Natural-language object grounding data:
----------------

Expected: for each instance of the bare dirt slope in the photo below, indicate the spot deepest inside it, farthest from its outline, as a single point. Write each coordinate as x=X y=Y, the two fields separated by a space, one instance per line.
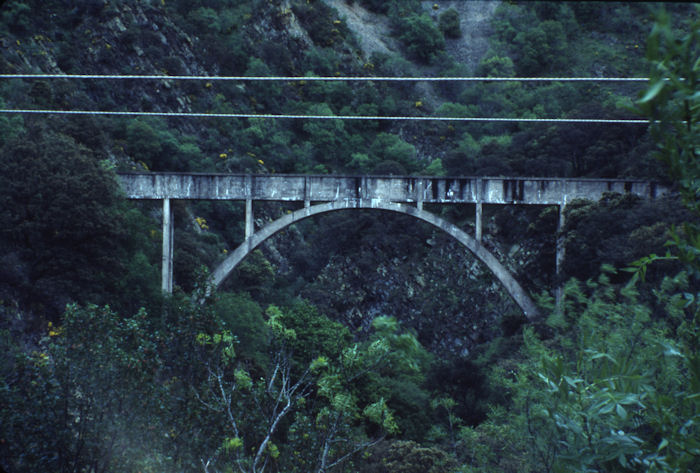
x=373 y=31
x=475 y=21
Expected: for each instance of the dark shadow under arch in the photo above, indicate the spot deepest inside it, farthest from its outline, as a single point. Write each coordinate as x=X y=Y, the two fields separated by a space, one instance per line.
x=499 y=271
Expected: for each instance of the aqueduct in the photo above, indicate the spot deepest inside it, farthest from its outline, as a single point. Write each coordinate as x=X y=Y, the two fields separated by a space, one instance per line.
x=402 y=194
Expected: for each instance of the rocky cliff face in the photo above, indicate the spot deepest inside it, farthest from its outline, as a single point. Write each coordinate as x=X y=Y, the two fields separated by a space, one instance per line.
x=424 y=279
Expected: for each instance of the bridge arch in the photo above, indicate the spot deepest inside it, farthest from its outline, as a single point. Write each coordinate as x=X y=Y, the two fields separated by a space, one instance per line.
x=499 y=271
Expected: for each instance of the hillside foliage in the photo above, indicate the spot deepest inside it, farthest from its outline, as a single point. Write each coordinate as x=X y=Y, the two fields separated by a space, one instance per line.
x=353 y=342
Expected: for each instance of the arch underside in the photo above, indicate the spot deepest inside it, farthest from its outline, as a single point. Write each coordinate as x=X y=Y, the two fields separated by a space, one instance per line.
x=510 y=284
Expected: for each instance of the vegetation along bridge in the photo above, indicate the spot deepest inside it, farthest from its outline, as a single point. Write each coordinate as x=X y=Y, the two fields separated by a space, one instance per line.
x=402 y=194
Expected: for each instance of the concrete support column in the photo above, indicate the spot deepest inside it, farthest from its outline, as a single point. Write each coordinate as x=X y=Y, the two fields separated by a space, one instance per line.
x=168 y=233
x=307 y=193
x=478 y=221
x=479 y=209
x=560 y=253
x=249 y=226
x=420 y=190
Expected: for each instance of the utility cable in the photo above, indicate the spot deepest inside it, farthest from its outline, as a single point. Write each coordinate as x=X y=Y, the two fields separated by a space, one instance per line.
x=329 y=78
x=326 y=117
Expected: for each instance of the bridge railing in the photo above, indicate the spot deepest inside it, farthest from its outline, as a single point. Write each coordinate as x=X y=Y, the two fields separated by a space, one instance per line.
x=400 y=189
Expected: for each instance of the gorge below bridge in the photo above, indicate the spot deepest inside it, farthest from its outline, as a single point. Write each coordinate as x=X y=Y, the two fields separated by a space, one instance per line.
x=401 y=194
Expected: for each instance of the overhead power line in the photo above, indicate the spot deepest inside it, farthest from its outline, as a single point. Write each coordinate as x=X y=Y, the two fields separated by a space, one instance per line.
x=329 y=78
x=327 y=117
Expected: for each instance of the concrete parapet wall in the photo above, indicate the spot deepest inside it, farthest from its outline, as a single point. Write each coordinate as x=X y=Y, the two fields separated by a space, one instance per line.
x=400 y=189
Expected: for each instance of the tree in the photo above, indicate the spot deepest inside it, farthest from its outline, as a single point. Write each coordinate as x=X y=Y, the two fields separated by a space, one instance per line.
x=422 y=39
x=62 y=230
x=449 y=24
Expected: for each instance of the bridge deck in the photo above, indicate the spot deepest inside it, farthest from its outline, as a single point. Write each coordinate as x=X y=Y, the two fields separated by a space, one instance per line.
x=399 y=189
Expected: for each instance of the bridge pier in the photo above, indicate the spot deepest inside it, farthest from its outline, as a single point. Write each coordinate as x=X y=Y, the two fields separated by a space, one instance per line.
x=168 y=234
x=249 y=223
x=560 y=253
x=478 y=222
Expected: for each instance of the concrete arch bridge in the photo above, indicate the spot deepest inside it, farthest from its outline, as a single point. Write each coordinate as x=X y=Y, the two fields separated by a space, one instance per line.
x=400 y=194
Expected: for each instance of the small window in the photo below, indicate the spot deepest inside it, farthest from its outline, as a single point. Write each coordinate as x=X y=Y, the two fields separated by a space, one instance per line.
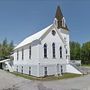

----------------

(What to work on): Restate the entries above word for word, and keep the pictures out.

(Answer space):
Expected: for each instance of the bare dirt slope in the photo below, indicate the spot deepest inside it, farthest from its outline, as a single point. Write each coordinate as x=X y=Y, the two fields separated by a space, one instance per line.
x=373 y=31
x=475 y=21
Expected: for each instance of the dark shadow under arch in the photo above, indicate the spot deepest inside it, farthest from its outline, as a single point. Write each coordinate as x=X y=Y, the two fields separated by a space, one instance per line.
x=499 y=271
Expected: for each instance of the aqueduct in the photo above, indicate the spot deepest inside it, farthest from its outline, as a single point. Write each coordinate as x=X y=Y, the two fields separated by a space, one instance per line.
x=402 y=194
Expected: for each instance of the rocky cliff face in the photo above, indicate the spot deepest inside it, farthest from its outline, as a single point. Write each coordinate as x=X y=Y, the two fields separated by a space, one instance per line.
x=424 y=279
Expected: for each instance of the bridge arch in the photo above, indicate the spot deepest inside it, farthest from its outline, as a single point. Write each coordinate as x=X y=Y, the two fields separated by a space, one instance per line.
x=499 y=271
Expected: for each instance of the hillside foliage in the photo above, indicate the spot deepest inside it, farthest from its outline, as a single point. Write each coordinate as x=X y=Y, the two fields separated by a space, one instance per line.
x=353 y=342
Expected: for each instance of the arch underside in the photo above, indicate the spot deepest inside it, farthest from its outline, as a single point. Write each coordinate as x=X y=Y, the two fields separated by a space, one instance per line.
x=510 y=284
Expected: for each instance of the vegetation along bridge in the photo above, indicate the spot deepest inside it, farthest from its outline, as a single point. Write each coordinate as x=X y=Y, the two fields separated by a space, one instance per line.
x=402 y=194
Expected: for each instance of the concrete support column in the photo above, indicate the spot deepest inside it, farthest from its outline, as a single point. Write each coordinate as x=X y=Y, the two fields separated by a space, one instance per line.
x=168 y=233
x=307 y=193
x=478 y=221
x=479 y=209
x=560 y=253
x=249 y=226
x=420 y=190
Expected: for each instance of the utility cable in the photo above, indicate the spot deepest inside it, farthest from its outline, as a single point. Write each coordinate as x=X y=Y, the two fields separated by a space, one instance per line.
x=329 y=78
x=326 y=117
Expected: for each instance of the bridge railing in the photo above, indicate the spot deepest inside it, farthest from its outline, as a single point. Write each coordinate as x=X y=Y, the two fields separated by a space, one instance per line.
x=400 y=189
Expected: for each instance of the gorge below bridge in the photo above, indicate the spot deepest inside it, farthest from its outline, as a single point. Write each coordinate as x=X y=Y, the two fields separated by a space, one instance per line.
x=401 y=194
Expected: for each instance of the overhead power line in the photo above, indicate the spot deepest inside it, farthest from its outline, as a single point. Write each coordinate as x=X y=Y, the two fields separated by a space, one instance per line.
x=329 y=78
x=327 y=117
Expected: for each instance of the concrete parapet wall in the photo above, indicate the spot deepest inside it, farthest from its outline, as a single point. Write each coordinate as x=X y=Y, the two fields separated by a space, one instance per line.
x=400 y=189
Expected: for each instance of the tree in the photo above, indicate the spot deepest inside it, farthest from its outline, as a single point. Write each coordinate as x=X y=Y, the two fields separated by a space, one instance per line.
x=422 y=39
x=62 y=230
x=449 y=24
Expected: for each instance of the bridge deck in the photo above, indicate the spot deepest inside it, farthest from its outline, as a single point. Write each coordinate as x=X y=Y, the two fields separated by a space, one instance per line.
x=399 y=189
Expected: for each instance of the bridge pier in the photo above, indicate the spot deepest inside it, farthest from its outline, as a single point. Write each coordinate as x=X y=Y, the two fields separated by a space, one instance per line.
x=168 y=234
x=249 y=223
x=560 y=253
x=478 y=222
Expected: for each instance of the concrete arch bridge in the photo above, indicate the spot deepest inside it, farthest from its outline, as a single point. Write each coordinate as x=X y=Y, the two fields separated by a space, one instance per line.
x=400 y=194
Expected: for each instance of the small window in the photo below, indicate the spot deepest inside it, farthest from its outline, as a single point. Write each coordinate as x=X y=Y, the two fields separated by a space, one instance per line.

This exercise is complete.